*What the exercise asks:*
Print the listing below in its entirety, character for character.
──────────
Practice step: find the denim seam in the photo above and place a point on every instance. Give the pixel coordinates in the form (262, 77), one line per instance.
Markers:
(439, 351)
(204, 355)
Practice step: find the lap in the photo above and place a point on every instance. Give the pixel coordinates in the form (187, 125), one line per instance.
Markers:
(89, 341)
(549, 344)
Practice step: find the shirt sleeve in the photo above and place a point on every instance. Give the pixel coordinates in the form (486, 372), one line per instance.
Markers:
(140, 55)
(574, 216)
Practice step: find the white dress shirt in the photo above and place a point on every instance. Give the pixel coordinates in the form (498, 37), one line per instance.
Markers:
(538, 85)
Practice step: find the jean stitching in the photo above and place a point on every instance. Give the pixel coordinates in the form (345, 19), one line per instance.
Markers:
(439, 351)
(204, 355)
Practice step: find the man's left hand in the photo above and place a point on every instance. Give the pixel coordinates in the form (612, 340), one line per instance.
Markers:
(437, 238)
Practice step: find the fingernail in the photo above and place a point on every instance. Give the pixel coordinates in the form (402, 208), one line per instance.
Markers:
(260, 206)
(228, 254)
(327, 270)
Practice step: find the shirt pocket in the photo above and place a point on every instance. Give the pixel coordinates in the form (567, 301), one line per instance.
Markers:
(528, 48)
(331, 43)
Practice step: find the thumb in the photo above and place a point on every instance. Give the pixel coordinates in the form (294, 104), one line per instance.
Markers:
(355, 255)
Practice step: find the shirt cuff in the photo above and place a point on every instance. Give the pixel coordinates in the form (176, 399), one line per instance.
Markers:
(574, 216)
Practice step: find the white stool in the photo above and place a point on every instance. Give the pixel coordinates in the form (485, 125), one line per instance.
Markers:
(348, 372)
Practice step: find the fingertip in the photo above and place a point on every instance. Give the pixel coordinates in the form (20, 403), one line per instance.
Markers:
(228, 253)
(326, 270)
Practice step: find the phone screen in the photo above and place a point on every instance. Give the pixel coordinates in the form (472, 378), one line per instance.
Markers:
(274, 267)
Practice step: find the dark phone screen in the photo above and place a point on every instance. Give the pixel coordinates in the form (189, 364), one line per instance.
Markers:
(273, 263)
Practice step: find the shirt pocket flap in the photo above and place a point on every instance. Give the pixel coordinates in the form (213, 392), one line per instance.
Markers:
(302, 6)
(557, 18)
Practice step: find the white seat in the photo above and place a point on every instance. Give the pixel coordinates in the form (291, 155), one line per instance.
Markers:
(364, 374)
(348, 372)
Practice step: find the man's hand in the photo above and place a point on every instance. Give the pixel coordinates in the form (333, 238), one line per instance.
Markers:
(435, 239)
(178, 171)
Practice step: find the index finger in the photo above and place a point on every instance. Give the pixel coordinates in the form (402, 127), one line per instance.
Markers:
──────────
*Final result:*
Practice step: find the denim seam in the photo above and place a point on every instance. Give the pixel coordinates in the form (262, 77), one line per instance.
Markers:
(439, 351)
(204, 355)
Practice step: find the lap in the photo above and place a point on every instance. Give the pixel coordinates in the form (187, 125), one line per instance.
Markers:
(89, 341)
(549, 344)
Practice step: find the shirt sleeve in the photo above and place a point on every instance. Give the pixel coordinates in the form (486, 372), one line per instance.
Markers:
(140, 55)
(574, 216)
Practice step: find the white dress shirt in the photo above and place a point on every instance. Give the pixel coordinates in the form (498, 37), one line per instance.
Markers:
(538, 85)
Practice step: find the jean stitching in the photo above and place a point on every instance. Give the pixel coordinates in the form (345, 19), one line per instance.
Markers:
(439, 351)
(204, 355)
Practice step: find the man's left hand in the photo above and place a point on every instance. Give the pixel coordinates in the form (612, 340), one line per instance.
Markers:
(437, 238)
Practice step: find the fingernail in the photo above and place a point on every instance. Give the pixel coordinates in the form (402, 208), one line per instance.
Markers:
(260, 206)
(228, 254)
(327, 270)
Practice step: find the shirt pocket in the photo above and place a point on every instance. Give the pixel coordinates in the form (567, 301), one line per instance.
Markers:
(528, 48)
(331, 43)
Practice step: find the thumb in the photo above and place a point on every instance. Give the pixel coordinates in the form (294, 104), one line per instance.
Markers:
(355, 255)
Practice step: find the shirt cuff in the photo above and place a point on every instance. Give the pixel coordinates in the form (176, 399), one line per instance.
Markers:
(574, 216)
Practice step: find the white stool in the photo above and place a point on every instance. Give the pixel coordinates in the form (485, 125), one line per instance.
Markers:
(348, 372)
Practice step: find the fingertip in the photo above and place a point on every instance. Give the pixel coordinates in the form (20, 403), one line per instance.
Markers:
(228, 253)
(326, 270)
Practice step: find the phone screen in the photo above and place a point on every instance. Give the pixel coordinates in the form (472, 378), one line per instance.
Markers:
(274, 267)
Practice step: find the dark phone screen in the photo above and place a point on every instance. Give the pixel coordinates in the form (189, 364), one line per instance.
Markers:
(273, 263)
Practice step: find the shirt pocket flap in the photo above and place a point on every instance. Give the pixel coordinates in the form (213, 392), one line per instance.
Markers:
(302, 6)
(557, 18)
Practice step: find the white seat in the photo above and place a point on every instance. Give the pixel coordinates in the form (291, 155), one line per instance.
Markers:
(364, 374)
(348, 372)
Practice step: find the man's hand in the photo above and place a point on every instance. Give the pixel coordinates in the form (333, 238), one line per instance.
Markers:
(435, 239)
(178, 171)
Practice step: find the index finger in the photo above and place a point on every instance. Give the pixel coordinates in the form (402, 127), one line per instance.
Markers:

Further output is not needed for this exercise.